Reproduce word for word the stretch of the rows below from the line containing "Please trace the outline of every instance of the hillside." through the end of the rows, both ends included. Give only that stretch.

Dataset entries:
▶

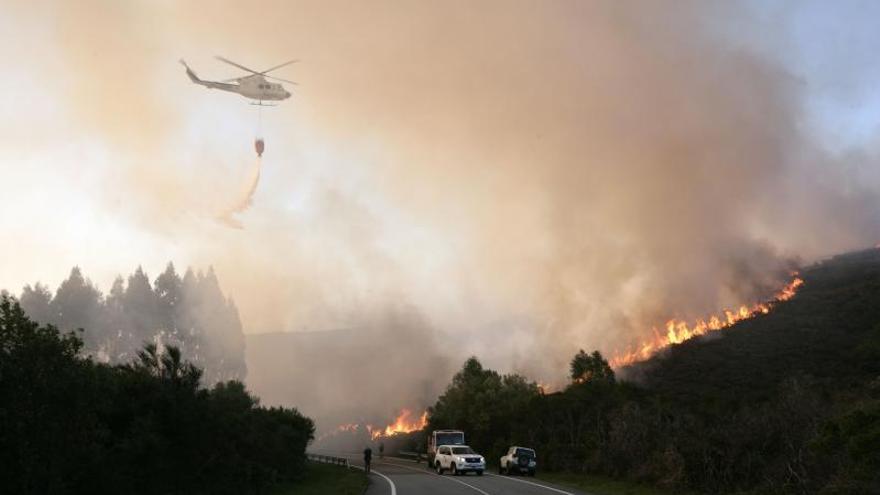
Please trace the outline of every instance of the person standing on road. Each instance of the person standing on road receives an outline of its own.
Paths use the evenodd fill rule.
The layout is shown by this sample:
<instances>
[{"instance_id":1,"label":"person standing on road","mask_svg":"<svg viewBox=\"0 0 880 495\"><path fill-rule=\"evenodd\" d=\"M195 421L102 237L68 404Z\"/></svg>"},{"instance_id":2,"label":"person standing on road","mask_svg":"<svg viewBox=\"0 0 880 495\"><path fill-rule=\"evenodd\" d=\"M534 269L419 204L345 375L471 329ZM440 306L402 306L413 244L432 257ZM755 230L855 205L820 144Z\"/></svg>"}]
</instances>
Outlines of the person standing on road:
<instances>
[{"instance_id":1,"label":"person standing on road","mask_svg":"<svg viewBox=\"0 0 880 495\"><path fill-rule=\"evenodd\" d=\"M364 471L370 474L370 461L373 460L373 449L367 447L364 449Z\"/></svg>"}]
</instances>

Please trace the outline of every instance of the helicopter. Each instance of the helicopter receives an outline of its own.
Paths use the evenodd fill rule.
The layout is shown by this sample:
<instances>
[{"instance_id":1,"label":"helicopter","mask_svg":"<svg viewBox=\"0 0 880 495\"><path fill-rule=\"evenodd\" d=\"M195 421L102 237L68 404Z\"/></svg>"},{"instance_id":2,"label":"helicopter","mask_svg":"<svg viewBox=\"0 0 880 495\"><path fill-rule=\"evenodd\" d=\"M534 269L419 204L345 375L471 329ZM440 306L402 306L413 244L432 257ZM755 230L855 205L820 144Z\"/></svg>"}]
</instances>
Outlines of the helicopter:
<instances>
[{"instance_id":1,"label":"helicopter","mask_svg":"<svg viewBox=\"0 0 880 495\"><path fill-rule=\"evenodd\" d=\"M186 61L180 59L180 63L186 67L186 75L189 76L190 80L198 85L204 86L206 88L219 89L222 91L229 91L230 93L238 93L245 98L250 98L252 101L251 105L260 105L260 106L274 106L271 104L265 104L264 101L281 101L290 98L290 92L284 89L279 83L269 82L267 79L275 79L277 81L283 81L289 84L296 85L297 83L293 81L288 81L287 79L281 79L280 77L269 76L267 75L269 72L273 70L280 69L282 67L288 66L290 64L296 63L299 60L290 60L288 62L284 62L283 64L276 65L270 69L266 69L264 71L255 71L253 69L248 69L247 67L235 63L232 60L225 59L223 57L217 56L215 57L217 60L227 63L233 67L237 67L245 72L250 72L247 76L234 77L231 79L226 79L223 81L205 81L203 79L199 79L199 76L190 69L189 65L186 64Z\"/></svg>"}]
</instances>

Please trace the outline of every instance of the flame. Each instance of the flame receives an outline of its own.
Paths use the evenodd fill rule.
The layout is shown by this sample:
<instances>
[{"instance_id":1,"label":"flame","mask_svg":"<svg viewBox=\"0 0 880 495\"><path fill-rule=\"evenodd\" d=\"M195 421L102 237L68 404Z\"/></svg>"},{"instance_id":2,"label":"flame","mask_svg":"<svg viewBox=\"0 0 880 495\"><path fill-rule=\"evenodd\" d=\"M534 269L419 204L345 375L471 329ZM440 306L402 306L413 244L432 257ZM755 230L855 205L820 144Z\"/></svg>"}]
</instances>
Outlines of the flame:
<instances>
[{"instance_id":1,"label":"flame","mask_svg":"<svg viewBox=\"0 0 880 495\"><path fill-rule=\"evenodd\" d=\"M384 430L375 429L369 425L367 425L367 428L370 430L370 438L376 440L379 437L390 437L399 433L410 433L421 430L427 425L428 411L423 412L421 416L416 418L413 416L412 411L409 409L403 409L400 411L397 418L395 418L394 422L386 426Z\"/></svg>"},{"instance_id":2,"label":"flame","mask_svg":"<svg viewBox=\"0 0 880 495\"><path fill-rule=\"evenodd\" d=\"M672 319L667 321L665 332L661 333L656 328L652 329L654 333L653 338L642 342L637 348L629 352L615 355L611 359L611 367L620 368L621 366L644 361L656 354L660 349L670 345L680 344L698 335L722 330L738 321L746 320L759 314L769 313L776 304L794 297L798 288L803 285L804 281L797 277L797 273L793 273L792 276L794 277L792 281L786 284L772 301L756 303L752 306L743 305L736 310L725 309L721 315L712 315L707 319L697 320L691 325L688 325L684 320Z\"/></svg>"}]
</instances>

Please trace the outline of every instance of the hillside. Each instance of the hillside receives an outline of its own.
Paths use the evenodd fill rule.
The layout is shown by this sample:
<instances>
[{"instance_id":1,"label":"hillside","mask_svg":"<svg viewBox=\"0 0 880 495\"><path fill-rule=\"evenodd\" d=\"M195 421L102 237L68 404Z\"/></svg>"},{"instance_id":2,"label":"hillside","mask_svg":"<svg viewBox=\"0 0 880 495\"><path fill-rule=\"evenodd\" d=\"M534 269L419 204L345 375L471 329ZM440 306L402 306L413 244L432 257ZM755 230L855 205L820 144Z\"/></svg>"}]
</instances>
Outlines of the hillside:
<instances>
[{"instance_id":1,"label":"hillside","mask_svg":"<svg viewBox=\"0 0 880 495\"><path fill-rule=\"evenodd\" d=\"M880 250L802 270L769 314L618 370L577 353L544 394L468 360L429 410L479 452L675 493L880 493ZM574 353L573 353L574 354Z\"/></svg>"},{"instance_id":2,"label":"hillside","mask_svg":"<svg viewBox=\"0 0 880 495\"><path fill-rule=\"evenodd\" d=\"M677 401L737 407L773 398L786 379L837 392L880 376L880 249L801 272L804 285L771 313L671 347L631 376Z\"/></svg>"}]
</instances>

◀

= Solved problem =
Please trace the outline of every instance of the hillside. Each instance of the hillside receives an outline of its own.
Paths use the evenodd fill rule.
The layout is shown by this sample:
<instances>
[{"instance_id":1,"label":"hillside","mask_svg":"<svg viewBox=\"0 0 880 495\"><path fill-rule=\"evenodd\" d=\"M195 421L102 237L68 404Z\"/></svg>"},{"instance_id":2,"label":"hillside","mask_svg":"<svg viewBox=\"0 0 880 495\"><path fill-rule=\"evenodd\" d=\"M534 269L419 204L345 375L471 329ZM440 306L402 306L413 244L432 257ZM755 230L855 205L820 144Z\"/></svg>"}]
</instances>
Outlines of the hillside:
<instances>
[{"instance_id":1,"label":"hillside","mask_svg":"<svg viewBox=\"0 0 880 495\"><path fill-rule=\"evenodd\" d=\"M880 250L802 270L769 314L618 370L577 353L544 394L468 360L429 410L479 452L675 493L880 493ZM574 353L573 353L574 354Z\"/></svg>"},{"instance_id":2,"label":"hillside","mask_svg":"<svg viewBox=\"0 0 880 495\"><path fill-rule=\"evenodd\" d=\"M677 401L737 407L773 398L786 379L837 392L880 376L880 249L801 272L804 285L771 313L671 347L631 376Z\"/></svg>"}]
</instances>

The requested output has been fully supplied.